*Problem details*.
Write out exactly, please, the lines from the one containing "Mark one point on every instance of the wooden siding" to the end of the material.

*Provided entries*.
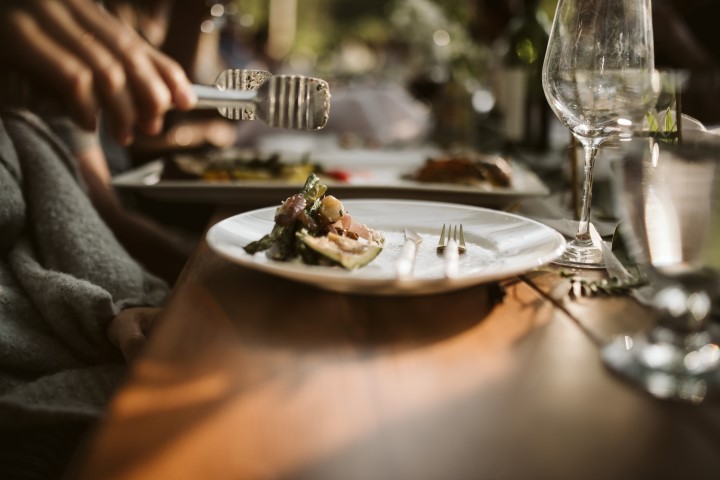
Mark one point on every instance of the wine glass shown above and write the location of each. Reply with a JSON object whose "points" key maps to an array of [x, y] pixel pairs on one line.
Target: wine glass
{"points": [[599, 79], [670, 198]]}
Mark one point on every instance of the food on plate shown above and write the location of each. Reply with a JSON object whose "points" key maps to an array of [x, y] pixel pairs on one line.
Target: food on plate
{"points": [[466, 168], [245, 165], [237, 165], [316, 229]]}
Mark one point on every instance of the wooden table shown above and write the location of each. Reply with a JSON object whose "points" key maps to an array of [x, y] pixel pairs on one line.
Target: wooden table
{"points": [[250, 376]]}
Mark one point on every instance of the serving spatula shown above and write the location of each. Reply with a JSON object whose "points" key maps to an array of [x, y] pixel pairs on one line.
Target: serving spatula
{"points": [[285, 101]]}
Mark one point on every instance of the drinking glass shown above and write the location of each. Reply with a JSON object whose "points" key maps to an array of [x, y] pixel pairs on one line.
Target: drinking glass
{"points": [[670, 202], [599, 79]]}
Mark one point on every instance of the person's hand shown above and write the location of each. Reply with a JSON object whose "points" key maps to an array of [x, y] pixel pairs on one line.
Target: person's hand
{"points": [[93, 61], [130, 329]]}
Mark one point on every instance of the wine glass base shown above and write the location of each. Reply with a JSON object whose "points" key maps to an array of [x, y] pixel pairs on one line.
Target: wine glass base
{"points": [[581, 255], [662, 365]]}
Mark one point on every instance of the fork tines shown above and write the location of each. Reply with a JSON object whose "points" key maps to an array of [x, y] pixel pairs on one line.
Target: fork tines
{"points": [[455, 233]]}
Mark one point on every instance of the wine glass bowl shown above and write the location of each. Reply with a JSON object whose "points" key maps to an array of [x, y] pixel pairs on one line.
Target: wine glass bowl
{"points": [[670, 201], [599, 78]]}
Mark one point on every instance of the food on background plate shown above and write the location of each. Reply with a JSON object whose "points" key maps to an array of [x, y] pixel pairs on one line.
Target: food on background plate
{"points": [[316, 229], [465, 167], [243, 165]]}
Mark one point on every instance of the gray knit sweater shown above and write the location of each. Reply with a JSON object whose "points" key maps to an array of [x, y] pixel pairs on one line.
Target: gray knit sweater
{"points": [[63, 277]]}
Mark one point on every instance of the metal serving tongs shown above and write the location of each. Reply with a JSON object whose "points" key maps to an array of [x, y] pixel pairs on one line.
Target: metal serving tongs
{"points": [[285, 101]]}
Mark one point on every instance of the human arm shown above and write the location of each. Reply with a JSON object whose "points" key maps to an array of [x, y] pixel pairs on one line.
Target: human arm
{"points": [[93, 61]]}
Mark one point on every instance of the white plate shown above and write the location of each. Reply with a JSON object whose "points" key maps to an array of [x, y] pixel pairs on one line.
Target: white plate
{"points": [[499, 245], [373, 174]]}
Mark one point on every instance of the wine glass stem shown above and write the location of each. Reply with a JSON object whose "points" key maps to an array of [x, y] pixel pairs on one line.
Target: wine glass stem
{"points": [[583, 233]]}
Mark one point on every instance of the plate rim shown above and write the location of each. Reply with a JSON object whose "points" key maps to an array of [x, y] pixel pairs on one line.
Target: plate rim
{"points": [[319, 275]]}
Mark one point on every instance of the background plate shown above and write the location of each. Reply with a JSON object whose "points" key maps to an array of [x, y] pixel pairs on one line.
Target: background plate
{"points": [[373, 174]]}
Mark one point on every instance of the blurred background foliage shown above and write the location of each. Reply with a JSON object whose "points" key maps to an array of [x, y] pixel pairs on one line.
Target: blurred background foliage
{"points": [[378, 38]]}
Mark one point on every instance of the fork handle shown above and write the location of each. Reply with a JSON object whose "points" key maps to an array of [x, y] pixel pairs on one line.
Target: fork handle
{"points": [[213, 97]]}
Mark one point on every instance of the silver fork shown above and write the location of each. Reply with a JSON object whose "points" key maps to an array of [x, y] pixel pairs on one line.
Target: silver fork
{"points": [[285, 101], [451, 246], [452, 234]]}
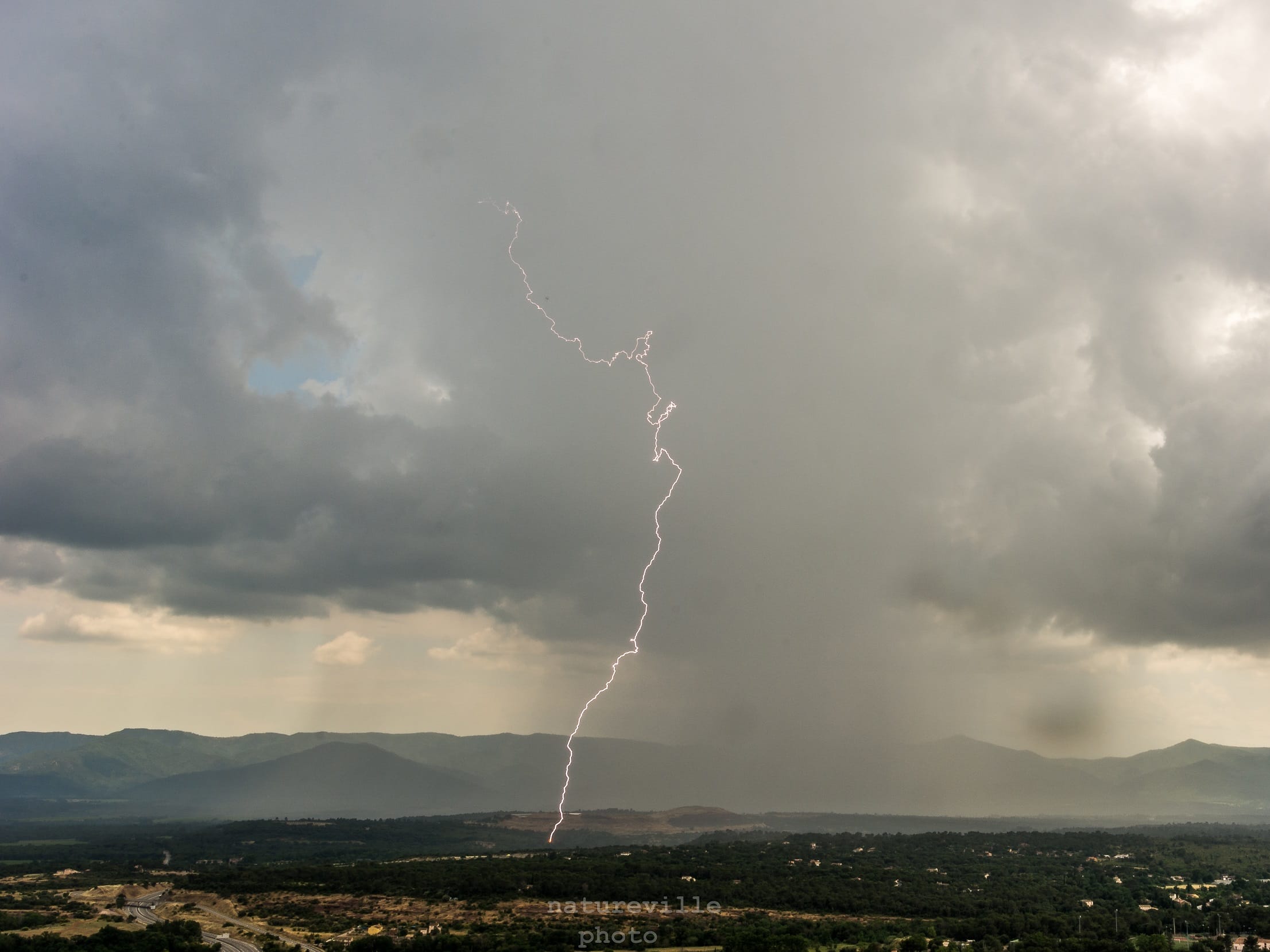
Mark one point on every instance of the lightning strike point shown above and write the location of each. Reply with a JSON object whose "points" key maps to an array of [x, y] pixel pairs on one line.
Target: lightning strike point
{"points": [[656, 417]]}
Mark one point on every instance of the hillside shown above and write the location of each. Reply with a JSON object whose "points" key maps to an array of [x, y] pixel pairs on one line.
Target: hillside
{"points": [[336, 779], [951, 777]]}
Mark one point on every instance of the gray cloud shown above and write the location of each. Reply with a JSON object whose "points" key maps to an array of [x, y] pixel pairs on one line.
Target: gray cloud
{"points": [[963, 312]]}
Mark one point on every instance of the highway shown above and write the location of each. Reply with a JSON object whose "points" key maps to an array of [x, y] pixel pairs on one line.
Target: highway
{"points": [[142, 909], [257, 930]]}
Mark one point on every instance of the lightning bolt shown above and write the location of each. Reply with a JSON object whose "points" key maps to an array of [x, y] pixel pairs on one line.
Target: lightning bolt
{"points": [[656, 417]]}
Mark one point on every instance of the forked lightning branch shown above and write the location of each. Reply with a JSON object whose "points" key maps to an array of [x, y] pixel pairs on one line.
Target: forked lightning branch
{"points": [[656, 417]]}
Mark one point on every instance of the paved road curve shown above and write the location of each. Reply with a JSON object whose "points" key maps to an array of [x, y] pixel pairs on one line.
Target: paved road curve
{"points": [[257, 930], [142, 909]]}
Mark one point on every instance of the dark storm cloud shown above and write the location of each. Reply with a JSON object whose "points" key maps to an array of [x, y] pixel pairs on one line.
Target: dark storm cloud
{"points": [[923, 285]]}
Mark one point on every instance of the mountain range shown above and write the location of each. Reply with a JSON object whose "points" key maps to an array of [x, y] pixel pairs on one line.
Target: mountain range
{"points": [[179, 775]]}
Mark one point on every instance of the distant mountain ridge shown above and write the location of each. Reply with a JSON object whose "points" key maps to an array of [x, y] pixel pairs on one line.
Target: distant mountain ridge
{"points": [[177, 774]]}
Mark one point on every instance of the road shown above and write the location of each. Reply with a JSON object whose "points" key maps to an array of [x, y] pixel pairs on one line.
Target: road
{"points": [[142, 909], [257, 930]]}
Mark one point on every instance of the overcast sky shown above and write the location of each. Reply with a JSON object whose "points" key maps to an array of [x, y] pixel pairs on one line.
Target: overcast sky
{"points": [[965, 308]]}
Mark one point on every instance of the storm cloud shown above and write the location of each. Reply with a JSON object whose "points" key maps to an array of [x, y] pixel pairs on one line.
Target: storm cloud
{"points": [[963, 306]]}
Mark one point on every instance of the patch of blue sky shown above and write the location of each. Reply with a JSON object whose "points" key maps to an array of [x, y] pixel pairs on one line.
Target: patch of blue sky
{"points": [[300, 268], [312, 362]]}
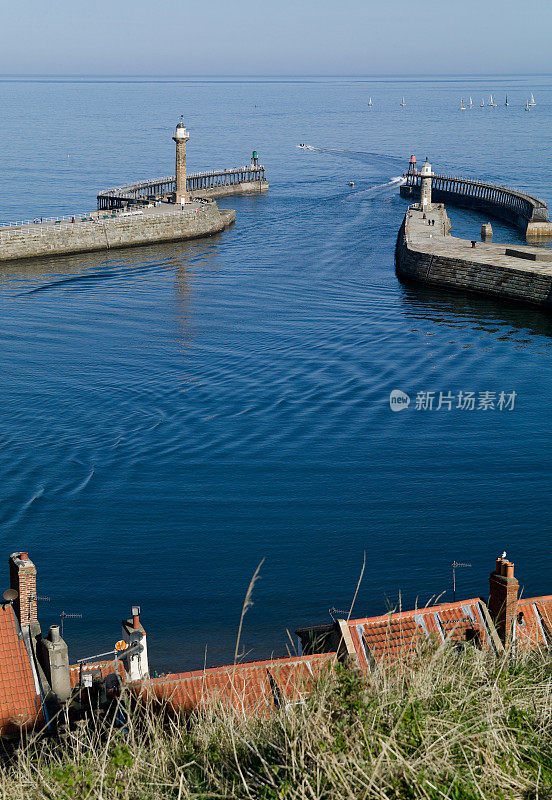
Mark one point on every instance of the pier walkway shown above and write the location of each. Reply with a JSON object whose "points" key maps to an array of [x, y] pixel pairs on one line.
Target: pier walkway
{"points": [[216, 183], [522, 210]]}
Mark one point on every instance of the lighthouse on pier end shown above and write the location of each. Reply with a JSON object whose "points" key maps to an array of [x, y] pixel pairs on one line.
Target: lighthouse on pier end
{"points": [[425, 186], [180, 137]]}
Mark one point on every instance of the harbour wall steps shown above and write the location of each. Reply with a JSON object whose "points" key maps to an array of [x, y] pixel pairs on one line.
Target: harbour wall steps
{"points": [[103, 232], [528, 213], [426, 253]]}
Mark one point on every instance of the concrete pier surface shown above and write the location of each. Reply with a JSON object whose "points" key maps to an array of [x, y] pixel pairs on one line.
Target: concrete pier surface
{"points": [[101, 230], [523, 210], [426, 252]]}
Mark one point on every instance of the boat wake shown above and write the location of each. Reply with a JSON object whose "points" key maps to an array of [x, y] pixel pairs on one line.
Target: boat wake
{"points": [[375, 191]]}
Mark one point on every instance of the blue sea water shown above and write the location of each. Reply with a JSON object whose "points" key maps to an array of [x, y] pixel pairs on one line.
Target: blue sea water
{"points": [[172, 415]]}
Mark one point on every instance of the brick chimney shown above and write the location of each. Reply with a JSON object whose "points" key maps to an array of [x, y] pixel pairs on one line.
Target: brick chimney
{"points": [[134, 633], [23, 579], [503, 596]]}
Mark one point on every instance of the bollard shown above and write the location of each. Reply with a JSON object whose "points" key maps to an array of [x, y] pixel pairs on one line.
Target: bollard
{"points": [[486, 232]]}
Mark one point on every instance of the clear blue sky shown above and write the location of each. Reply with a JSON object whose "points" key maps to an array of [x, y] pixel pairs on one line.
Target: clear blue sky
{"points": [[275, 37]]}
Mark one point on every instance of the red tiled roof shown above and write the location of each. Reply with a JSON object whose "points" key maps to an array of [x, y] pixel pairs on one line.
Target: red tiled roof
{"points": [[103, 667], [396, 635], [20, 705], [257, 686], [533, 623]]}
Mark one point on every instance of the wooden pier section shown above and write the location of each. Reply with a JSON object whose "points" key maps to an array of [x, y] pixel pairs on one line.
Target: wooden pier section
{"points": [[426, 252], [216, 183], [522, 210]]}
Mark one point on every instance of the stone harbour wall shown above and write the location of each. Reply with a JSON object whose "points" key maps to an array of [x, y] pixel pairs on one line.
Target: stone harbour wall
{"points": [[32, 241], [440, 260], [245, 187]]}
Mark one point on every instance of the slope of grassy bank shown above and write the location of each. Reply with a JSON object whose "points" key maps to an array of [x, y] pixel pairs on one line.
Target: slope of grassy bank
{"points": [[450, 725]]}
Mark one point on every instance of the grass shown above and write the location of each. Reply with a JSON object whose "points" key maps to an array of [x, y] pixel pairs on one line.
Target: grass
{"points": [[460, 725]]}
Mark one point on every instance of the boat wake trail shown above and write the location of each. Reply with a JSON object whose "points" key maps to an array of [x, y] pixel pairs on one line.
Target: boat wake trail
{"points": [[376, 159], [378, 190]]}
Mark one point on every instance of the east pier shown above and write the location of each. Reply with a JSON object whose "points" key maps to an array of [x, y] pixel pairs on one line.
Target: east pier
{"points": [[426, 252]]}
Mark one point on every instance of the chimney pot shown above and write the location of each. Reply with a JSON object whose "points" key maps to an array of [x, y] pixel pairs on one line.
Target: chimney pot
{"points": [[23, 580], [54, 634]]}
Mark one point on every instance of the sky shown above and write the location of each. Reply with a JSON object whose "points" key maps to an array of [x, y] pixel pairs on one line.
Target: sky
{"points": [[275, 37]]}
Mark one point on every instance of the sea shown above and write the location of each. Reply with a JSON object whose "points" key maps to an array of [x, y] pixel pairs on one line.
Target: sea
{"points": [[174, 417]]}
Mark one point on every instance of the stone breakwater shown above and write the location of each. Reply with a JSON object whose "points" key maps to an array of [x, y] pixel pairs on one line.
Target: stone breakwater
{"points": [[98, 231], [427, 253]]}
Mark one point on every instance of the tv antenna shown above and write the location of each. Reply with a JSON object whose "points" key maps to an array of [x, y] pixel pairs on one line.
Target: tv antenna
{"points": [[64, 615], [454, 565]]}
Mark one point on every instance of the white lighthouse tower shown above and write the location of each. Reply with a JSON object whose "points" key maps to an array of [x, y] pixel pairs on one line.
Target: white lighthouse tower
{"points": [[181, 136], [425, 186]]}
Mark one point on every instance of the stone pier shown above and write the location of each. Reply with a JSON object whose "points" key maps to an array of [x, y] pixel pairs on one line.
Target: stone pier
{"points": [[427, 253], [107, 231]]}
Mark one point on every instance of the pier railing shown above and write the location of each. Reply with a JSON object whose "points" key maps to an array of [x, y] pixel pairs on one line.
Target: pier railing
{"points": [[512, 205], [161, 187]]}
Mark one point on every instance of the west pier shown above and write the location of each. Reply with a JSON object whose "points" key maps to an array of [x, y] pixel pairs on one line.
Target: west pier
{"points": [[173, 208], [427, 252]]}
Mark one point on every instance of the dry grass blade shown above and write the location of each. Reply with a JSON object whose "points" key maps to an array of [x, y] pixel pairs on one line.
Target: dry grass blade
{"points": [[247, 603]]}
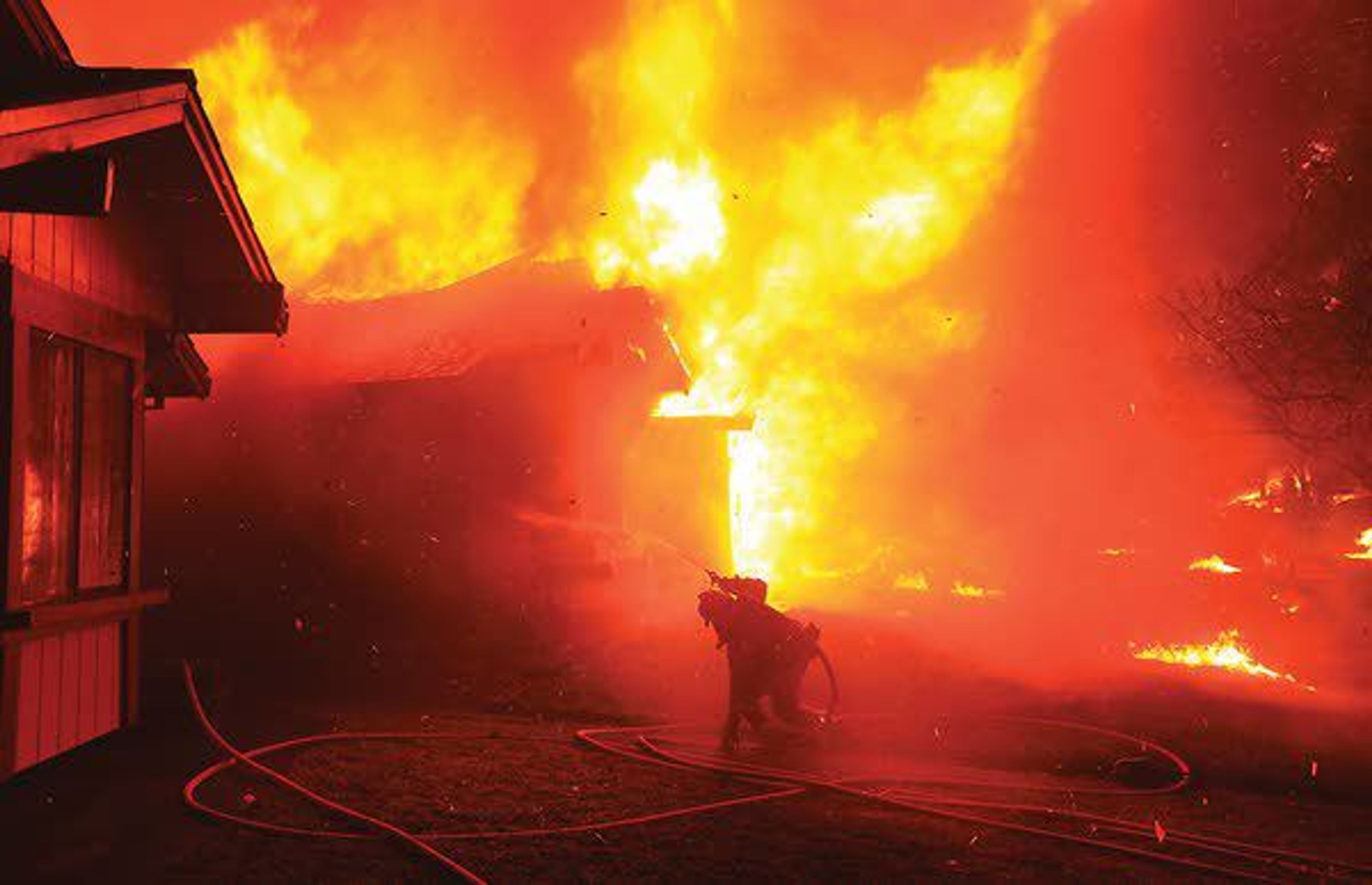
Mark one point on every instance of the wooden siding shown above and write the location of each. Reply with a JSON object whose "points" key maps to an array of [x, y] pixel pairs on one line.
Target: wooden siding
{"points": [[95, 258], [69, 692]]}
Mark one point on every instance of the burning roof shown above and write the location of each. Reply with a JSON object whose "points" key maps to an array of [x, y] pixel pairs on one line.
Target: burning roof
{"points": [[522, 305]]}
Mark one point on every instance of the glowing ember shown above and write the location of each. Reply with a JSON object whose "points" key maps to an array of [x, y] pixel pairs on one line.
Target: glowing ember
{"points": [[1227, 652], [837, 216], [914, 581], [1215, 565], [794, 252], [1366, 542], [973, 592]]}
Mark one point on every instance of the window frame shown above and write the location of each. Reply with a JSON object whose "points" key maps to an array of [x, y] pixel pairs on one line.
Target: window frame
{"points": [[73, 592], [38, 305]]}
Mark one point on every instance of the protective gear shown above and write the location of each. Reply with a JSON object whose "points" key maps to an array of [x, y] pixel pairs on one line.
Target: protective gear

*Solution below*.
Mark one point on every instance of the wooden siding shown above and write the location of each. Reply with a JSON object whose "points" key maps to an array of [x, y] pixel pairs on one line.
Target: wooden siding
{"points": [[95, 258], [69, 692]]}
Mark one point on every instance of the burning roof shown above and write the location of each. Reply with a JSON object whose "points" key maps to an array of [x, y] pixel pairs on one line.
Target: burning roof
{"points": [[522, 305]]}
Mark one point on every instance of the glowing ember shown above and write the location of each. Reply with a JSON object whose "points" key maps to an array of [x, y] pixel pairs on one line.
Target: glowing ember
{"points": [[1227, 652], [837, 216], [914, 581], [1215, 565], [794, 252], [1366, 542], [973, 592]]}
Mark one point on every instance of the window frame shown above and write the location of each. Reply with a JSON object whose "points" key maps to an array of [x, y] pixel pairs on one line.
Target: window frame
{"points": [[73, 592], [38, 305]]}
Mark one point on every instance of the protective gear shown above and write the location of each. Reply with a JSON object whose "points" key maps to an array of [x, y] pixel pairs on one line.
Target: protective gear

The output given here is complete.